__About this task__. Write out the entire listing below exactly as it appears, minus any pictures.

++++ Data for this exercise ++++

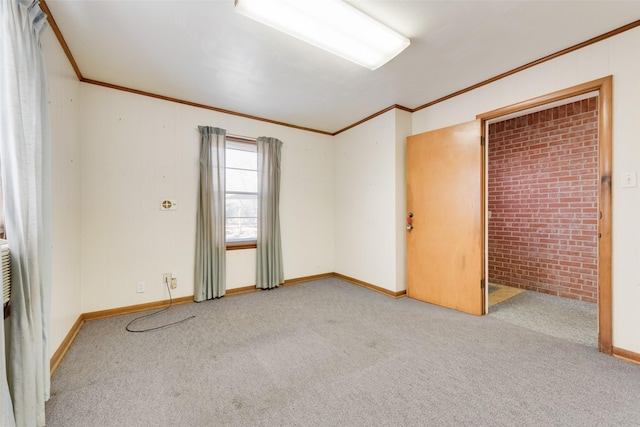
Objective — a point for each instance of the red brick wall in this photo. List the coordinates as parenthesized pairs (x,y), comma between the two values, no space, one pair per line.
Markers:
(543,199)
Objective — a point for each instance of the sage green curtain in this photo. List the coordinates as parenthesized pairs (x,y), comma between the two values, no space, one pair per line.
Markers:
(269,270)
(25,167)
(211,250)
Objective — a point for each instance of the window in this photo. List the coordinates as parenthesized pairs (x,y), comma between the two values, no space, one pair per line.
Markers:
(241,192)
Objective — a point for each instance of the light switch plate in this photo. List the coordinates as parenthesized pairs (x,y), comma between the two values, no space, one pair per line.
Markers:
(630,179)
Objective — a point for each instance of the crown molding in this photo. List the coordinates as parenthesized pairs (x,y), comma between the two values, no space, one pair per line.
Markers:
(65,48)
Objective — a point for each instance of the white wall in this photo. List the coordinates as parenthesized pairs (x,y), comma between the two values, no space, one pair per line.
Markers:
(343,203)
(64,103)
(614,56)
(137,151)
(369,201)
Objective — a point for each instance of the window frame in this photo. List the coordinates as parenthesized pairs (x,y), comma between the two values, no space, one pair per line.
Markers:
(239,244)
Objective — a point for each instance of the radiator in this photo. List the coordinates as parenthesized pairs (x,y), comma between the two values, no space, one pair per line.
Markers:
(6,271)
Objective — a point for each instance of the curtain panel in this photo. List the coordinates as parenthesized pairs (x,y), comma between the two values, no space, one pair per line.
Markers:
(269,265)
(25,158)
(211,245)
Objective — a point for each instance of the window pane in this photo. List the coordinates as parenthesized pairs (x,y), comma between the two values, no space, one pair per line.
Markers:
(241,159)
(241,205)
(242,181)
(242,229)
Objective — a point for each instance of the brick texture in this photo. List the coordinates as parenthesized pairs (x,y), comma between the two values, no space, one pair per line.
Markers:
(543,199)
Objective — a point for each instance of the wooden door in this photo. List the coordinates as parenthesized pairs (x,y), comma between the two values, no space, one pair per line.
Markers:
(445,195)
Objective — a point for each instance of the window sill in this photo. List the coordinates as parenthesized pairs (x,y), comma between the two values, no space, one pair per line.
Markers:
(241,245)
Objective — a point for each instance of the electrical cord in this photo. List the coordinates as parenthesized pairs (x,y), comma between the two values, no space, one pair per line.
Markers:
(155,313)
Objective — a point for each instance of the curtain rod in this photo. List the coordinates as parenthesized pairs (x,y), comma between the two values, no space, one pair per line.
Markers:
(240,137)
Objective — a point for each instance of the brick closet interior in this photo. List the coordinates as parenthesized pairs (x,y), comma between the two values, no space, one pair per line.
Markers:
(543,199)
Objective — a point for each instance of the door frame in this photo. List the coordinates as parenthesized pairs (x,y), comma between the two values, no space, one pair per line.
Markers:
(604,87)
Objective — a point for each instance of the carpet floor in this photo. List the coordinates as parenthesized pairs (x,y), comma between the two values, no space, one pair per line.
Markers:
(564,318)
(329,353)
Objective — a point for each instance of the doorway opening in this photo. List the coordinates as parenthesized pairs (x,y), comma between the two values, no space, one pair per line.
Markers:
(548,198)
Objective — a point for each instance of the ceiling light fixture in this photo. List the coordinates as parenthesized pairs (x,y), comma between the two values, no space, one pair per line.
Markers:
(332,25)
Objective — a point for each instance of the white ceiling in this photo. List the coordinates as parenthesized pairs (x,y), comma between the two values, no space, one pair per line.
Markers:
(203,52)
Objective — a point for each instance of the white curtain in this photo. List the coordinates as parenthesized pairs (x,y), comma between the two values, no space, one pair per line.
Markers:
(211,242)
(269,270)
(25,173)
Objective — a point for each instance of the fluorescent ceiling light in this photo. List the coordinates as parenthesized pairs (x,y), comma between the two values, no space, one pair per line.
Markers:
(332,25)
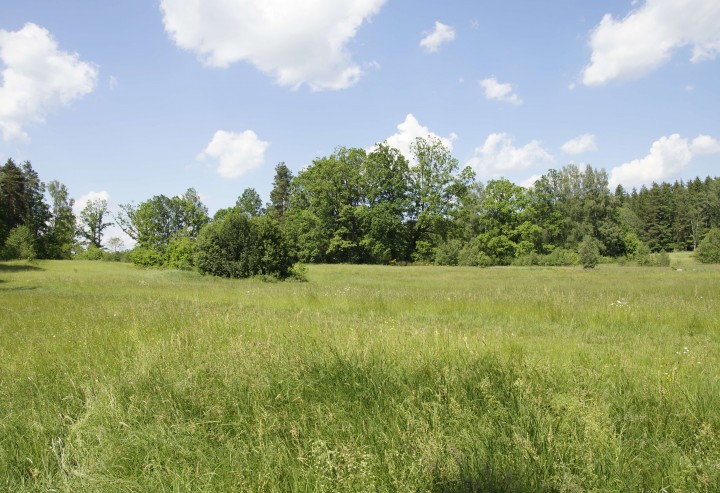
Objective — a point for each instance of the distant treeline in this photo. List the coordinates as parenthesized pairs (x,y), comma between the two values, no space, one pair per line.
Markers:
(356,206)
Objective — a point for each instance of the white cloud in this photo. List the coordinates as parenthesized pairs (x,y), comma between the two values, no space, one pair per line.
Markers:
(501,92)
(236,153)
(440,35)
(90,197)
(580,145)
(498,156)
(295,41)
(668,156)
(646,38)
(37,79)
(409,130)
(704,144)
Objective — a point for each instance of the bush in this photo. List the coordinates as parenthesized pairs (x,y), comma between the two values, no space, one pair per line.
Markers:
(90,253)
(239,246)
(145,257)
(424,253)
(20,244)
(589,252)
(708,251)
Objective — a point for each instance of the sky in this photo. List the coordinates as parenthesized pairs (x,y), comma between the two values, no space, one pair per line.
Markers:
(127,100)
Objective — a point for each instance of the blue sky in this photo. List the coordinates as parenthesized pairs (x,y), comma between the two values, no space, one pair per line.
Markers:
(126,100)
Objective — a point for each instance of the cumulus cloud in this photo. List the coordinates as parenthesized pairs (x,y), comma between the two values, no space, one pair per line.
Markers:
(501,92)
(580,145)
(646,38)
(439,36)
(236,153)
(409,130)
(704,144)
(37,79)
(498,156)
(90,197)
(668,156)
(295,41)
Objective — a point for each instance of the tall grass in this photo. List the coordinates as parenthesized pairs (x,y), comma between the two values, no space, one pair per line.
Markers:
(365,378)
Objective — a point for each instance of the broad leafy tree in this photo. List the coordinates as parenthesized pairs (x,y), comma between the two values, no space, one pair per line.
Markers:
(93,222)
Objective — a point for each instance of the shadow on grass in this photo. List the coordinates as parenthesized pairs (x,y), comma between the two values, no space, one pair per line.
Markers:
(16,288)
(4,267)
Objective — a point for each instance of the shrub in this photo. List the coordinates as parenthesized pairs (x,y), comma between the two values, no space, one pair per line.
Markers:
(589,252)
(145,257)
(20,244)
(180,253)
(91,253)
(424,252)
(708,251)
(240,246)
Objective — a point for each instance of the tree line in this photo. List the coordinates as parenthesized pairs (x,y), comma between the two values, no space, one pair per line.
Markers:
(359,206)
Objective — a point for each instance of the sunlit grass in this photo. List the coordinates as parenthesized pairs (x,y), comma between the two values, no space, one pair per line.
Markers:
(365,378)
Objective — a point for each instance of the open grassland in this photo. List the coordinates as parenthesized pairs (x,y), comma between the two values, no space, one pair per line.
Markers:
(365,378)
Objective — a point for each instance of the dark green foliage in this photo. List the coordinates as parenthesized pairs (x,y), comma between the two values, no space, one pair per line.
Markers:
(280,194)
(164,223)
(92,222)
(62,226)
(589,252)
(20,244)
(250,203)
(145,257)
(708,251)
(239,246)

++++

__Task output__.
Objective — a point for each instance of the red brick wall in this photo. List the coordinates as parenthesized pairs (x,y), comma between the two values, no space, one pair per line.
Markers:
(543,199)
Objective — a point for each instance of the sage green curtain in this photo. List the coordinates as parenthesized pairs (x,y), comma between the two values, no space, one pair per line.
Markers:
(269,270)
(25,167)
(211,250)
Objective — a point for each instance of the window in this photo. List the coordinates as parenthesized pairs (x,y), comma between the two values, no space, one pair per line.
Markers:
(241,192)
Objective — a point for each instance of the light switch plate in this photo. List the coordinates as parenthesized pairs (x,y), comma between the two values, no space, one pair per line.
Markers:
(630,179)
Objective — a point for each instance of the crown molding in this photo. List the coordinates as parenthesized pairs (x,y), comma between the two values, no space, one pair per line.
Markers:
(65,48)
Objective — a point for each instance of the white wall in this photo. List the coordinates as parenthesized pairs (x,y), comma between the two values, no space, one pair per line.
Markers:
(343,203)
(64,103)
(614,56)
(137,151)
(369,201)
Objective — a point for each instance of the window frame in this photo. List the coordinates as parenthesized pairs (x,y), comma between the two values, no space, one pair per line.
Markers:
(239,244)
Objective — a point for each instance of the radiator in this photo. List the coordinates as parenthesized pairs (x,y), comma between the two values, no space, one pair per line.
Markers:
(6,271)
Objective — a point for each instance of the curtain panel in this photo. List the coordinates as parenthesized pairs (x,y), comma between the two values, no space, one pair per line.
Markers:
(269,265)
(25,158)
(211,245)
Objective — a point for each instance of the window pane in this photo. List the coordinates as parenthesized pairs (x,y), comma between the two values, no space, one pair per line.
Markers:
(241,159)
(241,205)
(242,181)
(242,229)
Objective — a point for each instance of the brick texture in this photo. List the coordinates as parenthesized pairs (x,y), comma between the two values, no space, one pair per line.
Markers:
(543,199)
Objective — a point for each instance of the wooden door in this photo. List the coordinates as parenthesized pairs (x,y), comma between the two values, no space, one pair per line.
Markers:
(445,195)
Objective — a point for each instance of the window sill in this photo. List the coordinates as parenthesized pairs (x,y), comma between the two values, no space, one pair per line.
Markers:
(241,245)
Objective — a point for each instance of the electrical cord in this photo. List the coordinates as parenthesized pairs (x,y), comma between the two values, no space, one pair per line.
Markers:
(155,313)
Objective — a point for each instance of the curtain rod in this photo. List the coordinates as parenthesized pairs (x,y), comma between the two values, no space, one pair per line.
Markers:
(240,137)
Objective — a point for each instance of the brick closet interior in this photo. List the coordinates as parenthesized pairs (x,y), comma between the two values, no space, one pair per line.
Markers:
(543,199)
Objective — a point for each instance of the door frame in this photo. List the coordinates as parenthesized pairs (x,y), comma between the two values, no space, one pair per line.
Markers:
(604,87)
Objective — a point for each instance of the carpet floor in this photo. List the coordinates as parenthesized pairs (x,y), comma between the two values, no space, one pair per line.
Markers:
(564,318)
(329,353)
Objective — a point for each instance of the doorway opening in this photo. List the coordinates as parenthesized pairs (x,y), comma between the two values, no space, one pair per line.
Markers:
(548,198)
Objective — a point for each instance of the ceiling light fixture in this photo. List the coordinates as parenthesized pairs (x,y), comma between the two values, no space, one pair per line.
Markers:
(332,25)
Objective — a point for each instance of the white ceiling in this photo. List the coordinates as parenthesized pairs (x,y), comma between the two values, no space, one pair per line.
Markers:
(203,52)
Objective — a point for each instance of the white curtain in this photo. List the coordinates as parenthesized pairs (x,y), comma between the two values, no space, one pair per line.
Markers:
(211,242)
(269,270)
(25,173)
Objective — a point for each instance of the fluorescent ceiling light in this photo. List the coordinates as parenthesized pairs (x,y), comma between the two values, no space, one pair per line.
Markers:
(332,25)
Objective — a point for each instance of the distant treeline in this photo. List the coordinates as parenthesized pairs (x,y), comma between the two values, no space, one pair per line.
Markers:
(356,206)
Objective — a point for each instance of the white cloud in this photo. List the coordinates as parenthesized pairs (x,y), comma between the two values, no space, one pair per line.
Markers:
(501,92)
(236,153)
(440,35)
(90,197)
(580,145)
(498,156)
(295,41)
(668,156)
(646,38)
(37,79)
(409,130)
(704,144)
Objective — a point for each instance of the bush in this photo. List the coordinates as parenthesized pairs (x,y), comma between the two values, no space, one pair per line.
Markers:
(90,253)
(239,246)
(145,257)
(424,253)
(20,244)
(589,252)
(708,251)
Objective — a point for each instance of the sky in this photo. List the coordinates as parenthesized pairs (x,y), comma between the two values, no space, one pair per line.
Markers:
(127,100)
Objective — a point for each instance of the blue sky in this photo. List the coordinates as parenthesized pairs (x,y), comma between the two values, no space, one pair per line.
Markers:
(126,100)
Objective — a point for each instance of the cumulus cloud in this photo. List the coordinates as parenthesized pairs (x,y), comma between the two values, no space, one pair per line.
Markers:
(501,92)
(580,145)
(646,38)
(439,36)
(236,153)
(409,130)
(704,144)
(37,79)
(498,156)
(90,197)
(668,156)
(295,41)
Objective — a point for each instance of the tall grass in this photo. List the coordinates as parenthesized pairs (x,y), comma between the two values, no space, one pair per line.
Markers:
(365,378)
Objective — a point for each instance of the broad leafy tree in this photo. List the coordinates as parenthesized pairs (x,y), comma between the two values, no space, one pair per line.
Markers:
(93,222)
Objective — a point for each instance of the shadow on grass in this photo. List the coordinates as parenthesized pairs (x,y), comma between the two values, no space, one pair per line.
Markers:
(16,288)
(4,267)
Objective — a point for each instance of the shrub in this photo. List the coordinates as parenthesized pairs (x,y), comma between the two values, no space, one pair per line.
Markers:
(589,252)
(145,257)
(20,244)
(180,253)
(91,253)
(424,252)
(708,251)
(240,246)
Objective — a point for each instance of the tree line in this photo. List the coordinates as parenthesized pairs (x,y), comma between the two values, no space, one pair per line.
Markers:
(359,206)
Objective — a point for each instance of the sunlit grass in this photo. List the coordinates as parenthesized pairs (x,y), comma between the two values, no space, one pair per line.
Markers:
(365,378)
Objective — a point for each instance of the open grassland in this photo. List the coordinates as parenthesized pairs (x,y), comma between the two values, no space, one pair per line.
Markers:
(365,378)
Objective — a point for each instance of the dark green foliage in this photo. List the coordinates as parenthesized pairs (x,y), comma between the two values, no space, one pair per line.
Markers:
(280,194)
(164,223)
(92,222)
(62,226)
(589,252)
(20,244)
(250,203)
(145,257)
(708,251)
(239,246)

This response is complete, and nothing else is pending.